Problem requirements »
Quote every line below exactly and skip any picture.

Dataset records »
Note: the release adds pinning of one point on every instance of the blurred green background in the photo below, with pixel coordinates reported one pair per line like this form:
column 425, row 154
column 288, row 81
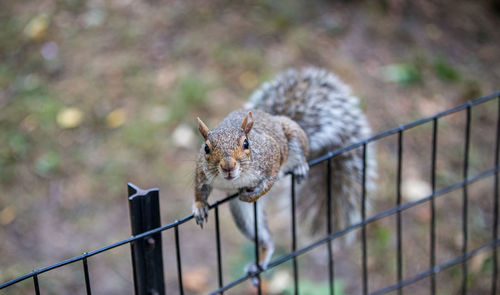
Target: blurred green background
column 94, row 94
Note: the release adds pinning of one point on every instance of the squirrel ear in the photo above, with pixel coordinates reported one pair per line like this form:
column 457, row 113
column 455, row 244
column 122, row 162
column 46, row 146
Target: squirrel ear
column 247, row 122
column 204, row 131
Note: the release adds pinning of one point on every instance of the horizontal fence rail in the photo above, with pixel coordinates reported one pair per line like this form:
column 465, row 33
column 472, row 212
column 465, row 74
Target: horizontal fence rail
column 400, row 206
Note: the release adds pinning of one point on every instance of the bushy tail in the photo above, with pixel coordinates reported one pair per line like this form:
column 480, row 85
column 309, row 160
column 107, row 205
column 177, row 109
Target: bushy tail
column 324, row 107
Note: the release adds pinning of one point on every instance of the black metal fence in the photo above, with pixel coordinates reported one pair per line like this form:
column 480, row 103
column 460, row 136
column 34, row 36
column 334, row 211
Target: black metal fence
column 146, row 240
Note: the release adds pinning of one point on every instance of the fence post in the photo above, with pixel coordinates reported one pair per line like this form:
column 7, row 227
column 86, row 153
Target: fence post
column 147, row 259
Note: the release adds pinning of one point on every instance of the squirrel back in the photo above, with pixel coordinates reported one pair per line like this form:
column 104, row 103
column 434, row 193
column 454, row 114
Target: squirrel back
column 323, row 106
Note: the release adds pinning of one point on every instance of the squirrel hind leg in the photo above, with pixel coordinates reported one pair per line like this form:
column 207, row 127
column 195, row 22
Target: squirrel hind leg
column 243, row 217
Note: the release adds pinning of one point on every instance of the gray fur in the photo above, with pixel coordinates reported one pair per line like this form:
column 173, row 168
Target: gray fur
column 329, row 114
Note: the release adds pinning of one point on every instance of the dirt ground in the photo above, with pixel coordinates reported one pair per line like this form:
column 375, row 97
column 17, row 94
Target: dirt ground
column 95, row 94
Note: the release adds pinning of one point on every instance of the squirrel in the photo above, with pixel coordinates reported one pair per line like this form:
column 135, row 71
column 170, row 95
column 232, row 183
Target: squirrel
column 298, row 116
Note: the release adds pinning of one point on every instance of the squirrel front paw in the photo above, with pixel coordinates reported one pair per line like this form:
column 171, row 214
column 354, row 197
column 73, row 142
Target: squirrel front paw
column 300, row 172
column 252, row 270
column 249, row 195
column 200, row 211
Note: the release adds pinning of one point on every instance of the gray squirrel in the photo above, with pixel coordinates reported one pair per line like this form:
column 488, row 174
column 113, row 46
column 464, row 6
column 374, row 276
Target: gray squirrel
column 298, row 116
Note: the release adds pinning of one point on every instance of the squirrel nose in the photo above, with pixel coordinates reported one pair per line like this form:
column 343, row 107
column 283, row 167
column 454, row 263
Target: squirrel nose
column 228, row 165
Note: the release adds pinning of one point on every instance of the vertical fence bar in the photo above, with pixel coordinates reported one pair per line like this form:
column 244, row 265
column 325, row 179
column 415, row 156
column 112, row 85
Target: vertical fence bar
column 432, row 255
column 256, row 240
column 363, row 229
column 217, row 239
column 147, row 259
column 178, row 256
column 294, row 239
column 87, row 276
column 495, row 205
column 465, row 199
column 329, row 224
column 399, row 228
column 35, row 284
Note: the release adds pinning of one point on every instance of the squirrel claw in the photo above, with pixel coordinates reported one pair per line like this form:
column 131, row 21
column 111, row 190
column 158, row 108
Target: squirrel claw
column 253, row 270
column 301, row 172
column 200, row 211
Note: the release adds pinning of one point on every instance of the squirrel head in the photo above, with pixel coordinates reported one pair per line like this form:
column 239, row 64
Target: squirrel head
column 227, row 149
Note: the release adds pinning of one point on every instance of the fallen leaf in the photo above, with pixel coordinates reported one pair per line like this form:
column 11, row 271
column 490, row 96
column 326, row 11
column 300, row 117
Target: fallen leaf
column 37, row 27
column 69, row 117
column 116, row 118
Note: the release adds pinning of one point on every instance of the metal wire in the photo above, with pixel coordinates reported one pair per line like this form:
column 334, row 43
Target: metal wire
column 256, row 241
column 432, row 255
column 294, row 238
column 363, row 228
column 87, row 276
column 495, row 204
column 399, row 227
column 219, row 255
column 329, row 225
column 465, row 198
column 178, row 257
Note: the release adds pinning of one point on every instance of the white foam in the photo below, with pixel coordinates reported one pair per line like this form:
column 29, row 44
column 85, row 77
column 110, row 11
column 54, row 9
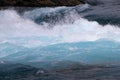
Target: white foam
column 19, row 30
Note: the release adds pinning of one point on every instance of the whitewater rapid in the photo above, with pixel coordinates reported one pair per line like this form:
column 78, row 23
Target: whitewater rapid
column 56, row 34
column 24, row 31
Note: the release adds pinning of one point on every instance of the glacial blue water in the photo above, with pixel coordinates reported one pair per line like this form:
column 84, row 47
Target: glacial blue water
column 72, row 38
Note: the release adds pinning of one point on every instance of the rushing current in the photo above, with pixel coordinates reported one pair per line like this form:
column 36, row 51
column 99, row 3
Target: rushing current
column 57, row 34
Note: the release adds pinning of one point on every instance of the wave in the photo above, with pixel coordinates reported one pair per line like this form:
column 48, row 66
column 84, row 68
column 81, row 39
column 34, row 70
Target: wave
column 71, row 37
column 25, row 32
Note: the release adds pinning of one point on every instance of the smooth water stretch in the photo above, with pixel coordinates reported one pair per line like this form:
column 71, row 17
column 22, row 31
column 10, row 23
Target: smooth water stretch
column 29, row 37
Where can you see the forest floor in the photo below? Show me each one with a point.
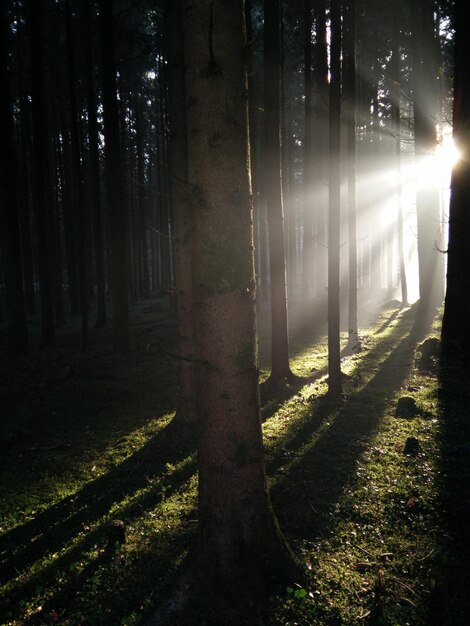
(372, 494)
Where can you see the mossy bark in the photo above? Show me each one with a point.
(238, 535)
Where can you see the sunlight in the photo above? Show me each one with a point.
(436, 168)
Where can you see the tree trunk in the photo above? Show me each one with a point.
(94, 169)
(455, 323)
(239, 545)
(349, 82)
(396, 130)
(17, 331)
(115, 184)
(427, 194)
(79, 208)
(181, 208)
(309, 170)
(277, 257)
(44, 242)
(334, 357)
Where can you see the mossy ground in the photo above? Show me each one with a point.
(85, 441)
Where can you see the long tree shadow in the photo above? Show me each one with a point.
(450, 602)
(52, 529)
(305, 491)
(313, 482)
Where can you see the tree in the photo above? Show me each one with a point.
(94, 166)
(17, 331)
(396, 129)
(239, 545)
(115, 183)
(334, 355)
(181, 209)
(427, 195)
(455, 323)
(280, 367)
(77, 178)
(349, 82)
(40, 127)
(307, 265)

Completed task »
Note: the release adds pinning of one point on every instance of the blurred green background in the photo below, with pixel coordinates reported one pair per line like this form:
column 425, row 154
column 288, row 81
Target: blurred green background
column 94, row 94
Note: the release adds pinning of one point on every instance of the squirrel ear in the photo above, with pixel coordinates reported one pair per line like this form:
column 457, row 113
column 455, row 244
column 122, row 162
column 46, row 146
Target: squirrel ear
column 247, row 122
column 204, row 131
Note: the release adds pinning of one point on every instance of the horizontal fence rail in the photo above, with pixel coordinates reported one pair per line like this form:
column 465, row 33
column 472, row 212
column 465, row 74
Target: horizontal fence rail
column 400, row 206
Note: the release adds pinning of one point on every instance of the bushy tail in the photo above, with pixel coordinates reported one pair per line like this form:
column 480, row 85
column 309, row 160
column 107, row 205
column 177, row 109
Target: bushy tail
column 324, row 107
Note: the release adds pinning of one point on every instance of the black metal fence in the photo above, with pixel coordinates reported one pair per line like this form:
column 480, row 103
column 460, row 136
column 34, row 36
column 334, row 211
Target: black metal fence
column 146, row 240
Note: the release adds pinning of one point on every instance of the fence post in the photo above, with pixel coordinates reported one pair per line like this form:
column 7, row 227
column 86, row 153
Target: fence post
column 147, row 259
Note: the release adds pinning of one point on every instance of the squirrel back in the photo above, with pixel coordinates reported one pair per line like this form:
column 104, row 103
column 434, row 193
column 454, row 114
Target: squirrel back
column 323, row 106
Note: the release adds pinning of one point on every instance of the squirrel hind leg in the photo above, with pixel coordinates reported one pair per line like this form:
column 207, row 127
column 195, row 22
Target: squirrel hind leg
column 243, row 217
Note: the release adds pinning of one point on every instance of the gray fur in the photo above, with pixel coordinates reported one pair per line like this form:
column 173, row 168
Target: gray fur
column 329, row 114
Note: the release adds pinning of one point on every instance of the dirt ground in the photo above, with pixel coordinates reported one pair per line like this form:
column 375, row 97
column 17, row 94
Target: dirt ground
column 95, row 94
Note: the release adds pinning of one point on every instance of the squirrel in the photo above, with pixel coordinates reported one pair per line like this form:
column 135, row 71
column 170, row 95
column 232, row 183
Target: squirrel
column 298, row 116
Note: the release adds pinning of one point on every instance of the squirrel front paw in the photo above, with pixel coordinates reported one pair per line like this form:
column 171, row 214
column 354, row 197
column 73, row 142
Target: squirrel front paw
column 300, row 172
column 252, row 270
column 249, row 195
column 200, row 211
Note: the release adds pinning of one point on every instance of the gray squirrel in the photo above, with pixel coordinates reported one pair per line like this form:
column 488, row 174
column 113, row 46
column 464, row 6
column 374, row 276
Target: gray squirrel
column 298, row 116
Note: the release adds pinning of one point on every instance of the squirrel nose in the photo above, with pixel coordinates reported one pair per line like this form:
column 343, row 107
column 283, row 167
column 454, row 263
Target: squirrel nose
column 228, row 165
Note: the release adds pinning of one point on every instance of the vertical fence bar in the photo above, with pixel coordinates reported one pair per line like this form:
column 244, row 265
column 325, row 179
column 415, row 156
column 112, row 85
Target: vertical fence bar
column 432, row 255
column 256, row 240
column 363, row 229
column 217, row 239
column 147, row 259
column 178, row 256
column 294, row 239
column 87, row 276
column 495, row 205
column 465, row 199
column 329, row 224
column 399, row 228
column 35, row 284
Note: the release adds pinning of one point on every instance of the squirrel claw in the photo above, with pixel coordinates reported one pair per line like this form:
column 131, row 21
column 111, row 190
column 158, row 108
Target: squirrel claw
column 253, row 270
column 301, row 172
column 200, row 211
Note: the release adds pinning of one point on every instance of the squirrel head in the photo above, with pixel coordinates reported one pair per line like this form:
column 239, row 64
Target: squirrel head
column 227, row 149
Note: the release adds pinning of one point on every instance of the fallen leaf in the photo above, with pixel coordinates reported one pair per line like this form:
column 11, row 271
column 490, row 96
column 326, row 11
column 300, row 117
Target: fallen leaf
column 37, row 27
column 69, row 117
column 116, row 118
Note: the release adds pinning of one point on every instance of the metal wire in the photo above, with pixel coordinates reported one pair per line like this form:
column 334, row 43
Target: metal wire
column 256, row 241
column 432, row 255
column 294, row 238
column 363, row 228
column 87, row 276
column 495, row 204
column 399, row 227
column 219, row 255
column 329, row 225
column 465, row 198
column 178, row 257
Note: the release adds pinning of one point on every instance of the white foam in the photo below, with pixel coordinates reported one pair per line like this form:
column 29, row 44
column 85, row 77
column 110, row 11
column 54, row 9
Target: white foam
column 19, row 30
Note: the release adds pinning of one point on every instance of the whitewater rapid in the photo above, with pixel coordinates reported one pair per line like this form:
column 78, row 23
Target: whitewater rapid
column 56, row 34
column 24, row 31
Note: the release adds pinning of one point on every instance of the glacial blue water in the photo above, with pixel coordinates reported one pair per line like this form:
column 84, row 47
Target: glacial blue water
column 72, row 38
Note: the release adds pinning of one point on every instance of the rushing current in the photo above, with pixel coordinates reported one pair per line like this form:
column 36, row 51
column 99, row 3
Target: rushing current
column 57, row 34
Note: the release adds pinning of one point on every instance of the wave in the photo above, with pixel coordinates reported one pair per line like this form:
column 48, row 66
column 84, row 68
column 81, row 39
column 34, row 70
Target: wave
column 71, row 37
column 25, row 32
Note: the release adds pinning of one point on every instance of the smooth water stretch in the photo above, with pixel coordinates reported one pair per line like this form:
column 71, row 17
column 22, row 31
column 10, row 23
Target: smooth water stretch
column 29, row 37
Where can you see the forest floor in the photo below? Show me each one with a point.
(372, 494)
Where can you see the mossy bark in the photo above? Show me each one with a point.
(238, 535)
Where can you see the sunlight in the photo above? Show me each one with a point.
(436, 168)
Where can you see the tree trunk in the photo above? Show me each one with a point.
(94, 169)
(455, 323)
(239, 545)
(349, 82)
(396, 130)
(17, 331)
(115, 184)
(427, 194)
(79, 208)
(181, 208)
(309, 170)
(277, 257)
(44, 242)
(334, 357)
Where can you see the mossy ground in the photo above? Show me each one with a point.
(85, 441)
Where can you see the long tree shadow in the photo above? Show me each one with a point.
(450, 602)
(52, 529)
(305, 491)
(313, 482)
Where can you see the tree in the photo above? Show me each one with a point.
(94, 166)
(17, 331)
(396, 129)
(239, 545)
(115, 183)
(334, 355)
(181, 209)
(427, 195)
(455, 323)
(280, 367)
(77, 178)
(349, 82)
(40, 127)
(307, 265)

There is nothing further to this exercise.